Data provided Block Start

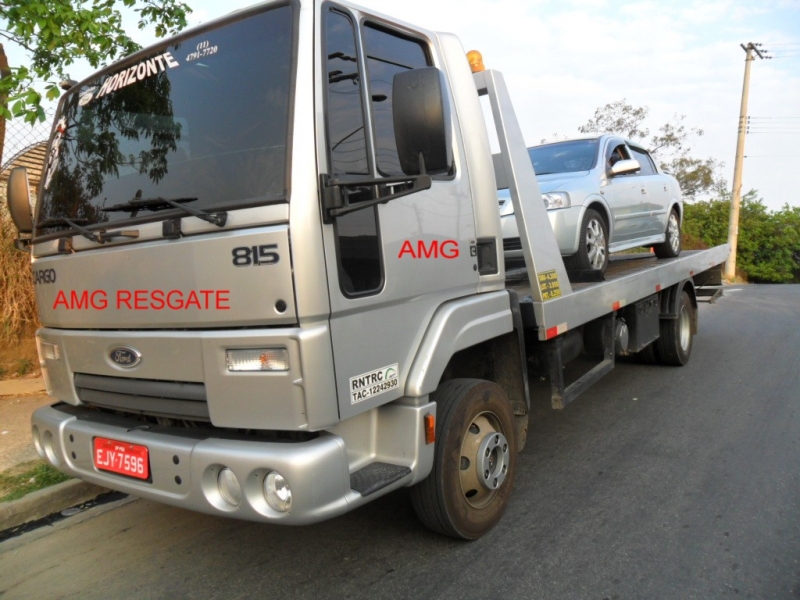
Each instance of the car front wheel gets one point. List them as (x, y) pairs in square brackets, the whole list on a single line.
[(592, 252), (672, 242)]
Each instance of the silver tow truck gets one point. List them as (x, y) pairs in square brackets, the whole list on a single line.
[(269, 270)]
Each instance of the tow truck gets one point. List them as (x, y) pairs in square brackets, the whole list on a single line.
[(269, 271)]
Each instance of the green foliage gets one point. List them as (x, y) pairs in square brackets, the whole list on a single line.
[(670, 145), (26, 478), (58, 32), (768, 248)]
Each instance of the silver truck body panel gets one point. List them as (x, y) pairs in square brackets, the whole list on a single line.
[(457, 325), (283, 400), (190, 282)]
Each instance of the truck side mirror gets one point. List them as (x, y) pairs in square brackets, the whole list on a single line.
[(19, 199), (623, 167), (422, 121)]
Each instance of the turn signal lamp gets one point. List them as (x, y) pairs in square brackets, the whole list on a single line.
[(475, 61), (257, 359)]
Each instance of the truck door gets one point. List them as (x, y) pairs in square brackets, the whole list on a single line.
[(390, 265)]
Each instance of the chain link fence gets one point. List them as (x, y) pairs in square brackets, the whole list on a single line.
[(21, 136), (24, 146)]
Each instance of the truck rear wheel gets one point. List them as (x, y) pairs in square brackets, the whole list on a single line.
[(475, 460), (675, 344)]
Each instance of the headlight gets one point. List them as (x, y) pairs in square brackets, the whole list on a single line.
[(257, 359), (555, 200)]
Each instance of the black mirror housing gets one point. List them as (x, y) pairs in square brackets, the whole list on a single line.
[(19, 199), (422, 121)]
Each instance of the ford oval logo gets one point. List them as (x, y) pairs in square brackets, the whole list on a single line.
[(125, 357)]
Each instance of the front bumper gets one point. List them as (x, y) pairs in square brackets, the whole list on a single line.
[(184, 464)]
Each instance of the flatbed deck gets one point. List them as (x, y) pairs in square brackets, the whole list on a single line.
[(628, 278)]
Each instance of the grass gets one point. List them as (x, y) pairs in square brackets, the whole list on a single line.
[(17, 304), (26, 478)]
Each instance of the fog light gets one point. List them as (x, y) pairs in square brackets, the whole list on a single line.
[(277, 492), (257, 359), (49, 447), (229, 487), (48, 351)]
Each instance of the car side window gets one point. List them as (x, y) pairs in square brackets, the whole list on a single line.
[(616, 154), (648, 168)]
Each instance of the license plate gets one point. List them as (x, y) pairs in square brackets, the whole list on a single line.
[(122, 458)]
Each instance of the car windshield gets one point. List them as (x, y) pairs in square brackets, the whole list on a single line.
[(204, 119), (564, 157)]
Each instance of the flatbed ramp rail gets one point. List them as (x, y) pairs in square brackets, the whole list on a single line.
[(637, 284)]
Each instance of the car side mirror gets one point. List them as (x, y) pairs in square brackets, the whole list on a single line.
[(19, 199), (623, 167), (422, 122)]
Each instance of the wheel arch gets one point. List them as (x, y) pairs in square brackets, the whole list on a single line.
[(480, 337), (669, 301)]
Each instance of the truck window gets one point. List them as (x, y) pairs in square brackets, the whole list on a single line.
[(346, 136), (177, 123), (388, 53), (357, 243)]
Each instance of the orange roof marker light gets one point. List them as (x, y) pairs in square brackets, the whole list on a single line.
[(475, 61)]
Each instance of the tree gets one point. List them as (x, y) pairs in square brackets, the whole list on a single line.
[(769, 242), (670, 145), (55, 33)]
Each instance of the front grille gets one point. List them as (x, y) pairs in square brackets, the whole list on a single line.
[(175, 399)]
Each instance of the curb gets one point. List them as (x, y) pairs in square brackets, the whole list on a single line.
[(42, 503)]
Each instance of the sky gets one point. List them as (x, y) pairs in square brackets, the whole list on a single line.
[(562, 60)]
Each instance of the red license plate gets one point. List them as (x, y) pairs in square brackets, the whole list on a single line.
[(122, 458)]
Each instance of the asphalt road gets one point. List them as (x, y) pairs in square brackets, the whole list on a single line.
[(660, 482)]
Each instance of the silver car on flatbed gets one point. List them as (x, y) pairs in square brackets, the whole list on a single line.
[(603, 194)]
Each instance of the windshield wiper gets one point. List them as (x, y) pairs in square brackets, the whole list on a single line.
[(100, 236), (138, 203)]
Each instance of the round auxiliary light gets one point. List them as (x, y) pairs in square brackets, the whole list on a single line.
[(229, 487), (277, 492)]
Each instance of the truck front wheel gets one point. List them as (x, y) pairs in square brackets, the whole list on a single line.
[(475, 460)]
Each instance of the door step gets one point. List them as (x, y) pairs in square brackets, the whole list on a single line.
[(376, 476)]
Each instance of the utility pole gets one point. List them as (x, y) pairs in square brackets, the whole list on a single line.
[(736, 196)]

Data provided Block End

▶ [Your goal]: Exactly as written, return each line above and leave the pictures behind.

▶ [Answer box]:
Each instance of the car front wheel gets one point. List them as (x, y) pairs in square brackets, the whole list on a single line.
[(592, 252), (672, 242)]
Each instance of the silver tow truck gets one point. List them as (x, y) pairs in square brackets, the whole list on a single line.
[(269, 270)]
Each instance of the tow truck gets one point. List them as (x, y) pairs in square brackets, the whole list on a single line.
[(269, 271)]
Each instance of the green foliage gets one point. List them as (x, y) pairs in square brackets, the whole list on a single line.
[(670, 145), (26, 478), (58, 32), (768, 248)]
Each instance of the silver truck body panel gets one point. List them as (x, y) pairs in square brackets, the whole list on a single line.
[(457, 325), (283, 400), (190, 282)]
Each instance of the truck side mirror gets one point. List them as (x, y) pairs in square brackets, the whole list on a single line.
[(19, 199), (623, 167), (422, 121)]
Each instance of the turn signal lamp gets one point. List them as (x, y) pairs in square brackets, the whole list on a single line.
[(475, 61), (257, 359)]
Each instance of the truck door gets one point. List them as (x, y) pairs in square brackets, the whole list on a single line.
[(390, 265)]
Each instance of the chain link fence gets one point. List them as (x, y) pairs in square brackets, the whole list on a single line.
[(21, 136), (24, 146)]
Each instance of the truck rear wheel gets one point. List them as (x, y) pairs in square brackets, the whole list on a single line.
[(475, 460), (675, 344)]
Each instance of the headlight gets one point. List them as (x, y) pairs in square brackets, the whole list on a single line.
[(257, 359), (555, 200)]
Each instance of the black mirror housing gets one point. List them as (x, y) pairs in square brackets, the whole list on a single line.
[(19, 199), (422, 121)]
Each instance of the ford oval logo gets one point. List them as (x, y) pairs in square brackets, the whole list on a single line.
[(125, 357)]
Each instance of the front bumper gets one point. List them as (x, y) pairs in square brackets, the whole list on a single line.
[(184, 464)]
Each instance of the flatbed deck gets one point. List them as (x, y) pairs in square brackets, the whole list on a single line.
[(628, 278)]
Each instance of the grass gets one point. List them as (x, y) pairs in square brackets, the whole list on a single line.
[(17, 304), (26, 478)]
Each instance of the fog light gets one point. List them as (x, y) pairs in square brackets, the whole list on a single line.
[(277, 492), (257, 359), (49, 447), (229, 487), (48, 351)]
Each instance of the car side window gets one point. List them as (x, y) pairs in square brackets, the whole list on a single line.
[(616, 154), (648, 168)]
Each instance of the license plate gets one point. List them as (x, y) pairs in square brackets, the whole list on a single line.
[(122, 458)]
Each instance of the car windshield gets one point. List them as (x, y) pairs in square brackets, the whole list on a single line.
[(204, 119), (564, 157)]
Each instance of the flatbed ramp rail gets one point. List them as (x, y) pairs in square brackets, the whole list on a single line.
[(637, 284)]
Each instance of the car side mirror gets one point. List them as (x, y) pairs in square brackets, the whole list on a single line.
[(19, 199), (623, 167), (422, 122)]
Each instance of the wheel arch gets one point. List them as (x, y) pairs in square brackets, the whole list on a single line.
[(480, 337), (669, 301)]
Each instance of the truck window gets one point. List them as (x, y) pairs in square brackets, the whole list on a single line.
[(346, 136), (177, 123), (388, 53), (357, 243)]
Each instance of the orange roof marker light gets one point. List them as (x, y) pairs in square brackets, the whole list on a single line.
[(475, 61)]
Each instance of the tree gets one point. List them as (x, y) pairs in square brackets, the whole list on a single line.
[(769, 242), (670, 145), (55, 33)]
Each instance of the front grille gets one point. List them as (x, y) pairs in square brackets, the whole list on a single line.
[(175, 399)]
Each instance of the curb gets one point. List them as (x, y) pairs in square brackets, the whole list on a single line.
[(42, 503)]
Each instance of the sky gets one point. List them as (x, y) pairs in square brackets, the whole list on a single line.
[(562, 60)]
Each instance of the red license plate gets one point. List them as (x, y) pairs in square brackets, the whole list on a single line.
[(122, 458)]
Each instance of the asphalt road gets one point. List them as (x, y) pairs in square brackets, the whole list on a single line.
[(660, 482)]
Each instance of the silver car on flatbed gets one point. List them as (x, y) pairs in square brackets, the whole list on a single line.
[(603, 194)]
Each instance of the windshield wiper gets one point. List them as (x, y) pairs in square brackets, the whole list on a single line.
[(100, 236), (138, 203)]
Each instance of the round auxiliary light gets one point. List them as (x, y) pairs in square brackets, the whole list on a single line.
[(229, 487), (277, 492)]
Each instance of the truck front wheel gets one point. List them as (x, y) pairs in square brackets, the whole list on a single line.
[(475, 460)]
Each instance of the door step gets one point. List them as (x, y) pairs in square brackets, the whole list on a single line.
[(376, 476)]
Each instance of the utility pole gets one point. List them as (x, y) pairs in square brackets, the whole list on a single line.
[(736, 196)]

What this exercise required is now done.